TEXT SECTION:
-------------------------
As Australia marches towards the 1 July 2026 start date for the new anti-money laundering (AML) regime, many law, accounting, and real estate firms are starting to strengthen their AML/CTF compliance programs for the first time. For some, this raises a critical operational question: When do you actually need more people in compliance?

While compliance should ultimately be workflow-driven, tech-enabled and proportionate to risk, there are some moments in the AML lifecycle that require an intense human lift. This isn’t about building bloated teams. It’s about recognising when people power is essential to protect your business, meet regulatory expectations and get through periods of high AML volume.

Let’s explore the key scenarios where ramping up a team makes sense and how to approach it smartly.

When more people make sense right now

1. You’re onboarding a large number of clients quickly

Whether it’s a merger, acquisition, seasonal demand or a big marketing push, client onboarding spikes can easily overwhelm a lean compliance team.

Typical onboarding processes include risk assessments, identity checks, beneficial ownership verification and source of funds/wealth analysis. And each new matter brings compliance overhead. Multiply that by hundreds of clients in a short window and suddenly you have a bottleneck that affects revenue, client satisfaction and risk exposure.
-------------------------
Collected data entries:

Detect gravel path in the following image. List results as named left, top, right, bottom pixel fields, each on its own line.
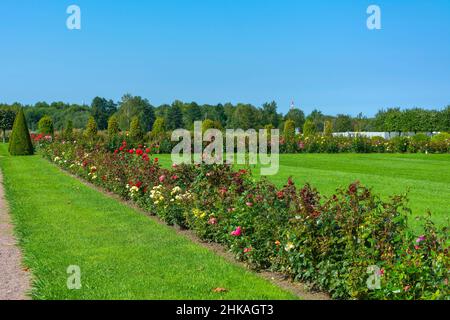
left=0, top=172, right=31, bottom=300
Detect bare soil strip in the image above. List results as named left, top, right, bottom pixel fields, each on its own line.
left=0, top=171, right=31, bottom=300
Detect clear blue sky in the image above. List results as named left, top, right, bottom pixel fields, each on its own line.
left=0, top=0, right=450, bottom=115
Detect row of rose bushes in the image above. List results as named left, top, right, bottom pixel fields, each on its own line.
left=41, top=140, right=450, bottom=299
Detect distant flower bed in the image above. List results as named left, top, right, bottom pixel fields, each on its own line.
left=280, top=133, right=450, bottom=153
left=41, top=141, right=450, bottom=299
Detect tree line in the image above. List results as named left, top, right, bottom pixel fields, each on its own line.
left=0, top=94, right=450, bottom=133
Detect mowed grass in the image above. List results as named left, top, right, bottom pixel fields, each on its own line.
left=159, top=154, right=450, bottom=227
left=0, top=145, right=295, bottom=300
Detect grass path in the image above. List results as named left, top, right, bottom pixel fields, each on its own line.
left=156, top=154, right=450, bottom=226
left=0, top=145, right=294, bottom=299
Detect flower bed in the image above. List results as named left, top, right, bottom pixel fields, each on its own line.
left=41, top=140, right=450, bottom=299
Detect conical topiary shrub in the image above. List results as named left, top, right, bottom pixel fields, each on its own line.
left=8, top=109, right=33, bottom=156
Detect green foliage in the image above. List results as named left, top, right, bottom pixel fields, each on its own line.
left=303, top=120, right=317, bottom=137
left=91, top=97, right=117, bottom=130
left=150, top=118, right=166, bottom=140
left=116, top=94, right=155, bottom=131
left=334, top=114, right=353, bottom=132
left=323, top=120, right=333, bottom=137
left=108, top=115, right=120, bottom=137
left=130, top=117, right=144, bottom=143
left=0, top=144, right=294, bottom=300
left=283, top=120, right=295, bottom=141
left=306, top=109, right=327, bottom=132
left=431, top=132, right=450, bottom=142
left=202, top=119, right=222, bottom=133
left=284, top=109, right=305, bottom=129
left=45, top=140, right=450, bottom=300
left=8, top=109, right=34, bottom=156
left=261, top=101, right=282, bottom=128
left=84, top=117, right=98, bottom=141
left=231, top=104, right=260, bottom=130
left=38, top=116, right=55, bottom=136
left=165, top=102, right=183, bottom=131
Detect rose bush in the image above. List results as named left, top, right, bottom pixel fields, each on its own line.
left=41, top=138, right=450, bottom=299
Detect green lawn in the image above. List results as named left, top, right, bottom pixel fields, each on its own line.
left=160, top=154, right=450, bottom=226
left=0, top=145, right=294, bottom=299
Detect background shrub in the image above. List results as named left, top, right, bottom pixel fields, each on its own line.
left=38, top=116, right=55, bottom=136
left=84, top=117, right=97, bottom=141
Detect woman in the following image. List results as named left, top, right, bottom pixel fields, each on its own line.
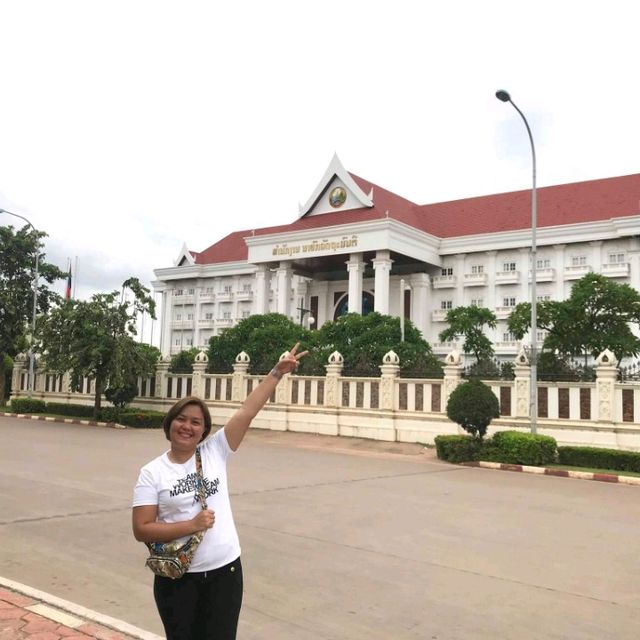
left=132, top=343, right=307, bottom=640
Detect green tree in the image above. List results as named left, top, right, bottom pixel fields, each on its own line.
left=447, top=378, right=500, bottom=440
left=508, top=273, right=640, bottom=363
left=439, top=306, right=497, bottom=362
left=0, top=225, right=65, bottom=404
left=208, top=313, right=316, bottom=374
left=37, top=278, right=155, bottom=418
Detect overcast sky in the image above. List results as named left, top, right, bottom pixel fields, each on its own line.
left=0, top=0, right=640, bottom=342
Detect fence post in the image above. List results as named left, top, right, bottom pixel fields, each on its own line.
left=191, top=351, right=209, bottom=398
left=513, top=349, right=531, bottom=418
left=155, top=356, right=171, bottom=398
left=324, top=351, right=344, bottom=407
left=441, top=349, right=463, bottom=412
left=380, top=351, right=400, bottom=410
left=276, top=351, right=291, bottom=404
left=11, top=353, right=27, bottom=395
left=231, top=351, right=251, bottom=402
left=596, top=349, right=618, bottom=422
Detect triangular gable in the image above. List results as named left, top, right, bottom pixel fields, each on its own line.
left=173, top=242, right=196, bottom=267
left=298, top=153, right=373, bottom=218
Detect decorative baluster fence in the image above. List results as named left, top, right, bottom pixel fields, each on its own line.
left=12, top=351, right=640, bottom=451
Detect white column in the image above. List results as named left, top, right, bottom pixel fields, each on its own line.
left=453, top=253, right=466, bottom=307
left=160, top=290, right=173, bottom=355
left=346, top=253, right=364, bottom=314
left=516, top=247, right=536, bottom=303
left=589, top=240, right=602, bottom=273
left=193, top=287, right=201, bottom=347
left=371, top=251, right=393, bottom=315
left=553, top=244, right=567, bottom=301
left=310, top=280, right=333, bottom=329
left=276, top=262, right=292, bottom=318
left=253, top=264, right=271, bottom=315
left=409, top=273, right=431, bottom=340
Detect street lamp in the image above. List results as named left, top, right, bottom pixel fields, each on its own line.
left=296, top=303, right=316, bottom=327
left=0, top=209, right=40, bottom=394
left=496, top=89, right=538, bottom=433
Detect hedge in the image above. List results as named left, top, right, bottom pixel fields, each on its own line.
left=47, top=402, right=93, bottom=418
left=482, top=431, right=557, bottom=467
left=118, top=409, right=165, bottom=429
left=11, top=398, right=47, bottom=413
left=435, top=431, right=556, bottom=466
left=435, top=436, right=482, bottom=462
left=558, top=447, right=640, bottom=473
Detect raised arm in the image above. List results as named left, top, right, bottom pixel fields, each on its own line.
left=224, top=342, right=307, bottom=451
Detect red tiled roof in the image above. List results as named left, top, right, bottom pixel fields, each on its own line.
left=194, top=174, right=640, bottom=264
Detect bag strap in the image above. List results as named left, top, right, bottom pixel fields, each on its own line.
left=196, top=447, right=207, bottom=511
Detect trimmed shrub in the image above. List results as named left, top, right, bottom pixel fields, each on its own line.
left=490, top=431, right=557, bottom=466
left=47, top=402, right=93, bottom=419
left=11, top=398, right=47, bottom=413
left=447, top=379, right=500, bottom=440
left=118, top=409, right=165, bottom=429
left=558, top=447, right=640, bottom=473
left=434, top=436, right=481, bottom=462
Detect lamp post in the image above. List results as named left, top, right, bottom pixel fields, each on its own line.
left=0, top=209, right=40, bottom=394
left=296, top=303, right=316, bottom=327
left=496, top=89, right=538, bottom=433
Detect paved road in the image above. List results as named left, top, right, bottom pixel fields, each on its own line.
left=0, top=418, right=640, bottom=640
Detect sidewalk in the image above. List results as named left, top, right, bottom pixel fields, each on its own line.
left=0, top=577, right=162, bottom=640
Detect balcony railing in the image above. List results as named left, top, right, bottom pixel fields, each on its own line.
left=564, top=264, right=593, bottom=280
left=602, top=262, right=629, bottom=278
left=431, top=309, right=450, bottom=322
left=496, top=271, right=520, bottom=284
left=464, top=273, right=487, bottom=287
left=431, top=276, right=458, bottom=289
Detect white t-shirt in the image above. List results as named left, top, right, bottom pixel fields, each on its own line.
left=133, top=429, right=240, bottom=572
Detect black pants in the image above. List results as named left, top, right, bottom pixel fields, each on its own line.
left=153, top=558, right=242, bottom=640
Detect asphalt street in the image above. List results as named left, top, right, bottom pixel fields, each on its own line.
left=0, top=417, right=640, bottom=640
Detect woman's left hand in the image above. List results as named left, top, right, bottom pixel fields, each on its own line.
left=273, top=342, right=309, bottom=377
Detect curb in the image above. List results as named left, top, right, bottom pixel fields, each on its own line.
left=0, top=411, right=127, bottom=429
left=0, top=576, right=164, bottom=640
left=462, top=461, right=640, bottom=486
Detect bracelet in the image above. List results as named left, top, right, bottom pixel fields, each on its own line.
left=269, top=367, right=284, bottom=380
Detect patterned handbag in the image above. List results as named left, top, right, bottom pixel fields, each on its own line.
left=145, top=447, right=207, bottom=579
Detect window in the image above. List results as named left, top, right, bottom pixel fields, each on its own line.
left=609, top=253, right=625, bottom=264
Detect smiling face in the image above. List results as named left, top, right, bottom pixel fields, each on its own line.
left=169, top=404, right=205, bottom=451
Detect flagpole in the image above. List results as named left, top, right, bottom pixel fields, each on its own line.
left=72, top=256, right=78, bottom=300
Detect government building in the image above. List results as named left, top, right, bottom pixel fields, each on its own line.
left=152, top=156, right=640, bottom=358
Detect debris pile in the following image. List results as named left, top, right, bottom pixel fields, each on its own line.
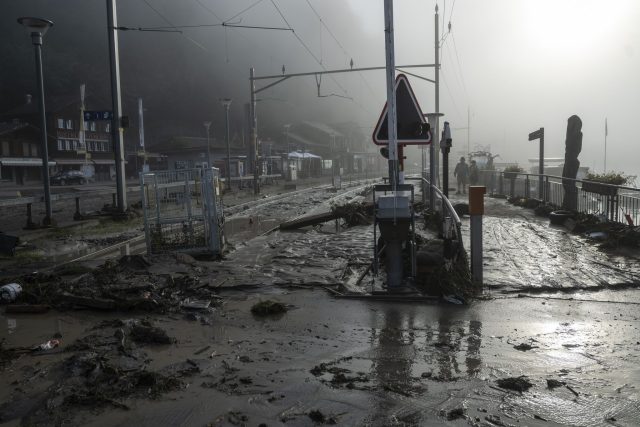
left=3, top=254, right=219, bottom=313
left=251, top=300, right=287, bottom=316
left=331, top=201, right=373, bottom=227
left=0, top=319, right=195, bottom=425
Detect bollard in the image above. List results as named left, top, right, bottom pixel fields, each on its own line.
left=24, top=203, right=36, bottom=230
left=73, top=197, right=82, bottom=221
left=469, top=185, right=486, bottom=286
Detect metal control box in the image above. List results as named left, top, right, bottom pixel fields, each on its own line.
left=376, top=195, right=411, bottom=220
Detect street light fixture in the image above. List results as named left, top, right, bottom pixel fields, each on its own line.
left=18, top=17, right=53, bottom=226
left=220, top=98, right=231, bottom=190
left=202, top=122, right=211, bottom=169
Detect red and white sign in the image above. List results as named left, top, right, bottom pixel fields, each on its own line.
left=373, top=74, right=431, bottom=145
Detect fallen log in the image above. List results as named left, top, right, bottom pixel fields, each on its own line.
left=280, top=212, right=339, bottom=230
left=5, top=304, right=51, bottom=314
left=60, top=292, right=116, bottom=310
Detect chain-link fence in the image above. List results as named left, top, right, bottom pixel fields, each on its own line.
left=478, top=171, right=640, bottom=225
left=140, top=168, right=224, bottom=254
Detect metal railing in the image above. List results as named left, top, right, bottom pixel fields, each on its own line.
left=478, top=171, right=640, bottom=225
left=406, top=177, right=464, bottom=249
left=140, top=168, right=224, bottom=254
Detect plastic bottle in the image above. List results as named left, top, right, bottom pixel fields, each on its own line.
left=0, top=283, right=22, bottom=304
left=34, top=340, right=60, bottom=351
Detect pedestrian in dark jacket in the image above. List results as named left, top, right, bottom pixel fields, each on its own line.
-------------------------
SET EXERCISE 1:
Answer these questions about the AML compliance text:
(a) On what date does the new anti-money laundering regime in Australia start?
(b) Which three kinds of firms does it say are strengthening their AML/CTF compliance programs for the first time?
(c) What four things does it list as typical parts of client onboarding processes?
SET EXERCISE 2:
Reproduce the collected data entries word for word, starting with the line containing "Detect plastic bottle" and continuing through the last line of the entries.
The text and the entries are unrelated pieces of material.

EXERCISE OUTPUT 1:
(a) 1 July 2026
(b) Law, accounting, and real estate firms
(c) Risk assessments, identity checks, beneficial ownership verification, and source of funds/wealth analysis

EXERCISE OUTPUT 2:
Detect plastic bottle in the image above. List results as named left, top, right, bottom pixel fields, each on its own line.
left=0, top=283, right=22, bottom=304
left=34, top=340, right=60, bottom=351
Detect pedestrian in dark jacket in the image above. List results as named left, top, right, bottom pixel fields, each on its own line.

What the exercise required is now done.